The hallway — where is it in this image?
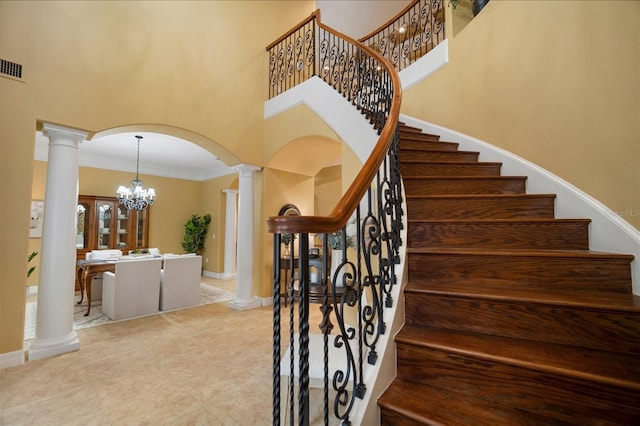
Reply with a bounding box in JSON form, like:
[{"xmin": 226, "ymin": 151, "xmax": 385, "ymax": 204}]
[{"xmin": 0, "ymin": 279, "xmax": 272, "ymax": 426}]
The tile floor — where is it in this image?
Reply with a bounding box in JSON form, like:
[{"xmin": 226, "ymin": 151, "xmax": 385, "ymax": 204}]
[{"xmin": 0, "ymin": 278, "xmax": 336, "ymax": 426}]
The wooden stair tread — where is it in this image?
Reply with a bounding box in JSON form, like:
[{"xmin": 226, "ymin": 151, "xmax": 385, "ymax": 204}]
[
  {"xmin": 407, "ymin": 218, "xmax": 591, "ymax": 224},
  {"xmin": 403, "ymin": 176, "xmax": 527, "ymax": 180},
  {"xmin": 396, "ymin": 325, "xmax": 640, "ymax": 392},
  {"xmin": 378, "ymin": 378, "xmax": 566, "ymax": 426},
  {"xmin": 407, "ymin": 247, "xmax": 634, "ymax": 262},
  {"xmin": 401, "ymin": 150, "xmax": 480, "ymax": 155},
  {"xmin": 405, "ymin": 278, "xmax": 640, "ymax": 312},
  {"xmin": 400, "ymin": 158, "xmax": 502, "ymax": 169}
]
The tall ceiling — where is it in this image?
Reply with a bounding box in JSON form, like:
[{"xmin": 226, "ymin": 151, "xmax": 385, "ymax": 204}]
[{"xmin": 34, "ymin": 132, "xmax": 234, "ymax": 181}]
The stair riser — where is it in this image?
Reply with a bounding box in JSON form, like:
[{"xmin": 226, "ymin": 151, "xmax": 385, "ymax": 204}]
[
  {"xmin": 407, "ymin": 252, "xmax": 631, "ymax": 293},
  {"xmin": 407, "ymin": 196, "xmax": 554, "ymax": 220},
  {"xmin": 405, "ymin": 291, "xmax": 640, "ymax": 353},
  {"xmin": 398, "ymin": 344, "xmax": 640, "ymax": 425},
  {"xmin": 400, "ymin": 162, "xmax": 500, "ymax": 176},
  {"xmin": 398, "ymin": 127, "xmax": 440, "ymax": 140},
  {"xmin": 400, "ymin": 139, "xmax": 458, "ymax": 152},
  {"xmin": 407, "ymin": 222, "xmax": 589, "ymax": 250},
  {"xmin": 400, "ymin": 150, "xmax": 478, "ymax": 162},
  {"xmin": 404, "ymin": 178, "xmax": 525, "ymax": 195}
]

____

WORK TO BE COMPLETED: Rewrite all of the items above as a numbered list, one line each, skipping blank lines. Omit the picture.

COMPLETED TASK:
1. The hallway — where is it in this image?
2. Reply with a bounding box in JSON form, like:
3. [{"xmin": 226, "ymin": 151, "xmax": 385, "ymax": 204}]
4. [{"xmin": 0, "ymin": 279, "xmax": 272, "ymax": 426}]
5. The tile floor — where is it in this image?
6. Reply with a bounding box in JSON form, like:
7. [{"xmin": 226, "ymin": 151, "xmax": 385, "ymax": 204}]
8. [{"xmin": 0, "ymin": 278, "xmax": 336, "ymax": 426}]
9. The wooden stair tread — where is it in this image?
10. Reply with a bounding box in JSON form, like:
11. [{"xmin": 226, "ymin": 151, "xmax": 385, "ymax": 204}]
12. [
13.   {"xmin": 407, "ymin": 218, "xmax": 591, "ymax": 224},
14.   {"xmin": 403, "ymin": 176, "xmax": 527, "ymax": 180},
15.   {"xmin": 396, "ymin": 325, "xmax": 640, "ymax": 392},
16.   {"xmin": 378, "ymin": 378, "xmax": 566, "ymax": 426},
17.   {"xmin": 407, "ymin": 247, "xmax": 634, "ymax": 262},
18.   {"xmin": 401, "ymin": 150, "xmax": 480, "ymax": 155},
19.   {"xmin": 405, "ymin": 278, "xmax": 640, "ymax": 312},
20.   {"xmin": 400, "ymin": 158, "xmax": 502, "ymax": 169}
21. ]
22. The tall ceiling — where is it in this image?
23. Reply with a bounding box in JSON form, like:
24. [{"xmin": 226, "ymin": 151, "xmax": 385, "ymax": 204}]
25. [{"xmin": 34, "ymin": 132, "xmax": 234, "ymax": 181}]
26. The stair riser — where is it in this image?
27. Reply with a bounding box in JSON form, like:
28. [{"xmin": 226, "ymin": 151, "xmax": 385, "ymax": 204}]
29. [
30.   {"xmin": 407, "ymin": 252, "xmax": 631, "ymax": 293},
31.   {"xmin": 407, "ymin": 196, "xmax": 554, "ymax": 220},
32.   {"xmin": 405, "ymin": 291, "xmax": 640, "ymax": 353},
33.   {"xmin": 398, "ymin": 344, "xmax": 640, "ymax": 425},
34.   {"xmin": 400, "ymin": 162, "xmax": 500, "ymax": 176},
35.   {"xmin": 398, "ymin": 127, "xmax": 440, "ymax": 140},
36.   {"xmin": 400, "ymin": 139, "xmax": 458, "ymax": 152},
37.   {"xmin": 407, "ymin": 222, "xmax": 589, "ymax": 250},
38.   {"xmin": 400, "ymin": 150, "xmax": 478, "ymax": 162},
39.   {"xmin": 404, "ymin": 178, "xmax": 525, "ymax": 195}
40. ]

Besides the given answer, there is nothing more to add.